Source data

————————

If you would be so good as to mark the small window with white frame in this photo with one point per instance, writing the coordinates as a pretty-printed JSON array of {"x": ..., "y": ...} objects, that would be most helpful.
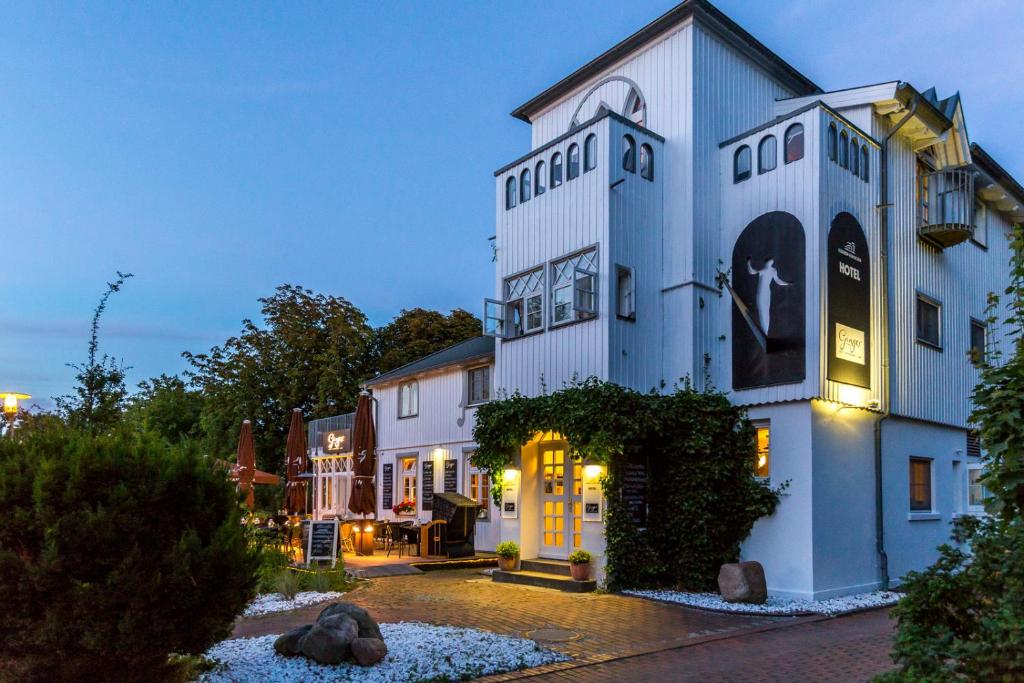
[
  {"x": 625, "y": 293},
  {"x": 478, "y": 385},
  {"x": 409, "y": 399},
  {"x": 573, "y": 288},
  {"x": 762, "y": 436}
]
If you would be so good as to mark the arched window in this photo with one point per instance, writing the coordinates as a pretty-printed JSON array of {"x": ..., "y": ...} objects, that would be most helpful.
[
  {"x": 646, "y": 162},
  {"x": 629, "y": 154},
  {"x": 573, "y": 162},
  {"x": 794, "y": 143},
  {"x": 590, "y": 153},
  {"x": 741, "y": 164},
  {"x": 556, "y": 170},
  {"x": 767, "y": 155}
]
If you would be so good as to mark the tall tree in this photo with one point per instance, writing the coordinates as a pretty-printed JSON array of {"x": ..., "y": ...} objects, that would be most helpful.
[
  {"x": 417, "y": 332},
  {"x": 98, "y": 397},
  {"x": 310, "y": 352}
]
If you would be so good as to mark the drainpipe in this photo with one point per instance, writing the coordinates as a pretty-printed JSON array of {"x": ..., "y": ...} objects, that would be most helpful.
[{"x": 885, "y": 206}]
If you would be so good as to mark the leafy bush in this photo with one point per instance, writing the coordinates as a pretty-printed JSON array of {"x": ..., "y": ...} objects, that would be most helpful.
[
  {"x": 115, "y": 552},
  {"x": 507, "y": 549}
]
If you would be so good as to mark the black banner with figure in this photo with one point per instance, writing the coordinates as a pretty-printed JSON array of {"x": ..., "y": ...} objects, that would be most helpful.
[{"x": 849, "y": 315}]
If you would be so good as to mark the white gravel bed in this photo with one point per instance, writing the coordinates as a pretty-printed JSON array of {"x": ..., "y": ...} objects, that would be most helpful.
[
  {"x": 832, "y": 606},
  {"x": 416, "y": 652},
  {"x": 275, "y": 602}
]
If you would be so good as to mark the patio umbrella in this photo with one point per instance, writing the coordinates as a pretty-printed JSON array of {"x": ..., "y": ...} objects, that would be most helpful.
[
  {"x": 246, "y": 458},
  {"x": 295, "y": 464},
  {"x": 364, "y": 498}
]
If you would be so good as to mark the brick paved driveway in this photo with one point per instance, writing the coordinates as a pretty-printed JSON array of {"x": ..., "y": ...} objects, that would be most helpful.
[{"x": 623, "y": 637}]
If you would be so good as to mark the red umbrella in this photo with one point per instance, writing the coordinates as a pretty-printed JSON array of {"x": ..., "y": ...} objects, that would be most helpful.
[
  {"x": 246, "y": 457},
  {"x": 364, "y": 498},
  {"x": 295, "y": 464}
]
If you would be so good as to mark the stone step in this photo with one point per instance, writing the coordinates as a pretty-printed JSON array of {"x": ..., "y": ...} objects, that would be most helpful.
[
  {"x": 544, "y": 580},
  {"x": 559, "y": 567}
]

————————

§ Task
Switch "in this photo" to "in this image" everywhere in the material above and write it out again with nothing else changed. Omit the pictures.

§ The output
If you would be so good as to mark the small window with white frame in this image with one point per instance, writing the coordinates as a pretty-printed JSON array of {"x": ..., "y": ...} objects, that would be most helpful.
[
  {"x": 625, "y": 293},
  {"x": 478, "y": 385},
  {"x": 409, "y": 399},
  {"x": 573, "y": 288},
  {"x": 762, "y": 436}
]
If you would be so good as to mark the arched window in this image with one point per instance, writing the coordinates as a pretty-printed JSON array of {"x": ..., "y": ...} objects, that would be most helpful.
[
  {"x": 646, "y": 162},
  {"x": 629, "y": 154},
  {"x": 573, "y": 162},
  {"x": 794, "y": 143},
  {"x": 590, "y": 153},
  {"x": 741, "y": 164},
  {"x": 556, "y": 170},
  {"x": 767, "y": 155}
]
If you would be so good as to mark the tall tree in this image with one point per instance, writing the coordinates as a pretty-printed JSON array of {"x": ..., "y": ...} objects, that would be most helpful.
[
  {"x": 417, "y": 332},
  {"x": 98, "y": 397},
  {"x": 310, "y": 352}
]
If you would be so good as to mark the drainpipe in this image with one point per instance, writing the coordinates as a pretty-printed JSON array of {"x": ..., "y": ...} objects, that would be most helpful.
[{"x": 885, "y": 206}]
If you would be so good as to mark the leafy bush in this image with one point per instance, writing the coordinates as a pretty-printed JSON array of {"x": ..., "y": ...} objects, that would be most helpful.
[
  {"x": 115, "y": 552},
  {"x": 507, "y": 549}
]
If you would be so good as to mark the black banner with figure in this image with one point per instance, writing the coordinates as a pretty-printed JSON array of {"x": ..., "y": ...} objects, that would be most helpful.
[{"x": 849, "y": 315}]
If you would be so good as to mark the white gravel bed in this image with one point per instance, writing the coordinates as a pretty-printed JSON array of {"x": ..., "y": ...} objects, that would be most helpful.
[
  {"x": 832, "y": 606},
  {"x": 416, "y": 652},
  {"x": 275, "y": 602}
]
If you would be so good as to mark the patio umbrella in this image with one point per instance, writing the coordinates as a pretty-printed JSON array of {"x": ..., "y": ...} objects, that would be most helpful.
[
  {"x": 246, "y": 458},
  {"x": 295, "y": 464},
  {"x": 364, "y": 498}
]
If you would be so good as to mark the brick paved driveway in this image with one point per instance, writing the coordinates as a pretty-printed JSON array of {"x": ..., "y": ...} objects, that would be most helpful.
[{"x": 623, "y": 637}]
If you would be so good as to mark the red umbrella in this image with one point per instance, writing the coordinates as a pretty-printed JSON array of {"x": ..., "y": ...} objects, that would be most helpful.
[
  {"x": 246, "y": 457},
  {"x": 364, "y": 498},
  {"x": 295, "y": 464}
]
If you would be so good as to mark the stone step in this image with one point per instance, writing the coordinates as a pretty-printed JSON array of {"x": ..., "y": ...} objects, that would be most helpful.
[
  {"x": 544, "y": 580},
  {"x": 559, "y": 567}
]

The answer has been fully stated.